Ausgehend von Bildern einer in Großbritannien jährlich zu Kate Bushs Geburtstag abgehaltenen öffentlichen „Wuthering Heights“-Aufführung von zahlreichen Fans im ans Musikvideo angelehnten roten Dress führt eine Sprecherin aus dem Off durch den Film, die zugleich dolmetscht. Historische Archivaufnahmen inklusive Ausschnitten aus Interviews und Statements von Bush-Entdecker David Gilmour (Pink Floyd), Bandmitgliedern, einem Bush-Biografen und ihrem Fotografen rollen Bushs Biografie von ihrer Kindheit an auf und vermitteln einen Eindruck von der Person Kate Bush – soweit möglich, denn sie stand für diese Dokumentation nicht persönlich zur Verfügung und findet lediglich in Form von Archivmaterial bzw. in den Aussagen anderer und in ihrer Kunst statt; ferner scheint sie zeitlebens durchaus mit Bedacht gewählt haben, was aus ihrem Privatleben für die Öffentlichkeit bestimmt ist und was nicht.

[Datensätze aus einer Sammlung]
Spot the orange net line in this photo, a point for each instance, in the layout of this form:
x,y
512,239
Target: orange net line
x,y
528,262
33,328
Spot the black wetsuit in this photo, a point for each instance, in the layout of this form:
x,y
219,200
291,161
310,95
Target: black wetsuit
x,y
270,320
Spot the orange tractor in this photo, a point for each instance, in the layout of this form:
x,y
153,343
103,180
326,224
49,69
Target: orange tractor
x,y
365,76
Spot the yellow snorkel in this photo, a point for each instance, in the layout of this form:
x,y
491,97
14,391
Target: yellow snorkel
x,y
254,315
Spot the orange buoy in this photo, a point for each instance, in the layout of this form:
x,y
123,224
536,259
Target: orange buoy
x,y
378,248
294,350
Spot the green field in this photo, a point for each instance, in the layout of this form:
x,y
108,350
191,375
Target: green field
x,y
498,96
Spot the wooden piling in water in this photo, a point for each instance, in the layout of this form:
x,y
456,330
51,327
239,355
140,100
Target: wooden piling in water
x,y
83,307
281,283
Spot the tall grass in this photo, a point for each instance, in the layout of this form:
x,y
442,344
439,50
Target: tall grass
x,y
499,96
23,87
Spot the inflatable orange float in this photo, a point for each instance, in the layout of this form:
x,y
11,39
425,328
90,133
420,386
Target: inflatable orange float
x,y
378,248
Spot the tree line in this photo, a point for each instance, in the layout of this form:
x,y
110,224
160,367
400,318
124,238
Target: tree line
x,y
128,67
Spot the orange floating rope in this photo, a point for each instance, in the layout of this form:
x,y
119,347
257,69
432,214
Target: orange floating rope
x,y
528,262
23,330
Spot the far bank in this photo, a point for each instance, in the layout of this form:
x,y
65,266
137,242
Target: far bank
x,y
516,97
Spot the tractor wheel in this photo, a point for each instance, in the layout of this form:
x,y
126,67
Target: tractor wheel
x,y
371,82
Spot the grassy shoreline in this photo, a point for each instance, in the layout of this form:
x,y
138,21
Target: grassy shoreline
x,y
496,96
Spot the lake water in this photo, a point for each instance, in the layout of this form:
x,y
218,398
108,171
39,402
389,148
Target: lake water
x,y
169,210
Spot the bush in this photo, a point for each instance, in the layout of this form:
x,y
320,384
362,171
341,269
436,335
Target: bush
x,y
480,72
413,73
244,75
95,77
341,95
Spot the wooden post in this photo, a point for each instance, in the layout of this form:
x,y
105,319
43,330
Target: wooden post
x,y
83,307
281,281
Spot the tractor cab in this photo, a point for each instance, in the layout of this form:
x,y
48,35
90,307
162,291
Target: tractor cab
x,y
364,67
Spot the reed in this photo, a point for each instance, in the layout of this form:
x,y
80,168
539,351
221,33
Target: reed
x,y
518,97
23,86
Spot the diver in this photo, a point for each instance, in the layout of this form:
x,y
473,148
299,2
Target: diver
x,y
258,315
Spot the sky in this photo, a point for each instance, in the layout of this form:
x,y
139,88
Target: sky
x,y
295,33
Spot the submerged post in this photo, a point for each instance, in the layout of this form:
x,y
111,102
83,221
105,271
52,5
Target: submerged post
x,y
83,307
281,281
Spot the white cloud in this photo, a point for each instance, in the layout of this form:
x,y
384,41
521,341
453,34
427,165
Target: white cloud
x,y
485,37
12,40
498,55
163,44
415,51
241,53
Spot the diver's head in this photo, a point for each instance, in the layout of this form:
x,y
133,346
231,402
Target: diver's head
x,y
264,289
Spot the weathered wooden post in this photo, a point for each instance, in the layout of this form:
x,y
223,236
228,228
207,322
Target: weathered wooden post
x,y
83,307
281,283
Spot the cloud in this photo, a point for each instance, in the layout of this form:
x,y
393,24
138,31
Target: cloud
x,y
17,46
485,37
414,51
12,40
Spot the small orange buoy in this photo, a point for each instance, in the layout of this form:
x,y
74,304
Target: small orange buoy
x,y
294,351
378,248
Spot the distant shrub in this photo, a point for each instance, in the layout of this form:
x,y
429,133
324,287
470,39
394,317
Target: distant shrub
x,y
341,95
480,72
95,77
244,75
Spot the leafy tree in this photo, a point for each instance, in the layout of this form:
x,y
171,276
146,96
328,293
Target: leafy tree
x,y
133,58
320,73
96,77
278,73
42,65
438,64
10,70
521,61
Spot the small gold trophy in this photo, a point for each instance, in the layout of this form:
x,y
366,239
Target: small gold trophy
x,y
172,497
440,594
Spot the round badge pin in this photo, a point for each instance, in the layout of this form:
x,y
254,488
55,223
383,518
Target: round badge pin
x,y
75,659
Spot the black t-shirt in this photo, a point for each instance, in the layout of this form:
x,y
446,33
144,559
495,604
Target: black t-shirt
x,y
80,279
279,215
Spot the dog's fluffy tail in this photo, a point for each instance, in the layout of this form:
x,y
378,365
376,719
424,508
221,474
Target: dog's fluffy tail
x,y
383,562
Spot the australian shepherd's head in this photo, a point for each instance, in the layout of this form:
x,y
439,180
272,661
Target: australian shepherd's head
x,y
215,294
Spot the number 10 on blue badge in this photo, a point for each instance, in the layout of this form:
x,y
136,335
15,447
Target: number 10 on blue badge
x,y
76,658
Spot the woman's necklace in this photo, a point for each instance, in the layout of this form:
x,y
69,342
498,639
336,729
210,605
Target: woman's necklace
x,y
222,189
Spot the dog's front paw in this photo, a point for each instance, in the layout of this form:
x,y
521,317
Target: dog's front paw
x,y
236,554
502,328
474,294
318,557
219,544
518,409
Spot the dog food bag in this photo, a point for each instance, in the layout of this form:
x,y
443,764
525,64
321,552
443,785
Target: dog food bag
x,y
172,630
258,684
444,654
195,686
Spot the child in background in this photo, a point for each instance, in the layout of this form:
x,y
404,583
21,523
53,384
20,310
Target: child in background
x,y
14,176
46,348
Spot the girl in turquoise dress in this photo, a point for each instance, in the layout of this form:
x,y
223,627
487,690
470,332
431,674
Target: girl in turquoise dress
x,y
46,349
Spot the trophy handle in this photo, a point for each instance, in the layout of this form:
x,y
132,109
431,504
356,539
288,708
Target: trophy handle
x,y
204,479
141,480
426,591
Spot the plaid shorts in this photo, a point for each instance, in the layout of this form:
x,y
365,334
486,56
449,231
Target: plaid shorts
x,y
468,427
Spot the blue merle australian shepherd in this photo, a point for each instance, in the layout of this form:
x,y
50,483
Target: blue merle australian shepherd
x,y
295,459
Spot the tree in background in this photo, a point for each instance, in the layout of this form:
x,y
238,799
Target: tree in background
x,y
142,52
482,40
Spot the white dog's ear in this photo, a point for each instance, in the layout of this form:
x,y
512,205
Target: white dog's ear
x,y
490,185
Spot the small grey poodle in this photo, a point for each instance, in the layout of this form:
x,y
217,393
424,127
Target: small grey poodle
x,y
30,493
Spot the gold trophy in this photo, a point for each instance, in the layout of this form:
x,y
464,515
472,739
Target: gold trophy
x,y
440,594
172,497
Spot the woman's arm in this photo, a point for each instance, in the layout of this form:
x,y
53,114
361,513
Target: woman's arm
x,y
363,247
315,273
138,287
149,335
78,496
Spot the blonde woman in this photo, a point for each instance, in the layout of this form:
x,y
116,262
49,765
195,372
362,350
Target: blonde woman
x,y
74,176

## Aufgabe
Schreib aus dem Auszug über die Kate-Bush-Dokumentation wortgetreu das Stück ab, das mit den Worten „Ausgehend von Bildern“ anfängt und mit „und was nicht.“ aufhört. Die Datensätze braucht man hier nicht.

## Lösung
Ausgehend von Bildern einer in Großbritannien jährlich zu Kate Bushs Geburtstag abgehaltenen öffentlichen „Wuthering Heights“-Aufführung von zahlreichen Fans im ans Musikvideo angelehnten roten Dress führt eine Sprecherin aus dem Off durch den Film, die zugleich dolmetscht. Historische Archivaufnahmen inklusive Ausschnitten aus Interviews und Statements von Bush-Entdecker David Gilmour (Pink Floyd), Bandmitgliedern, einem Bush-Biografen und ihrem Fotografen rollen Bushs Biografie von ihrer Kindheit an auf und vermitteln einen Eindruck von der Person Kate Bush – soweit möglich, denn sie stand für diese Dokumentation nicht persönlich zur Verfügung und findet lediglich in Form von Archivmaterial bzw. in den Aussagen anderer und in ihrer Kunst statt; ferner scheint sie zeitlebens durchaus mit Bedacht gewählt haben, was aus ihrem Privatleben für die Öffentlichkeit bestimmt ist und was nicht.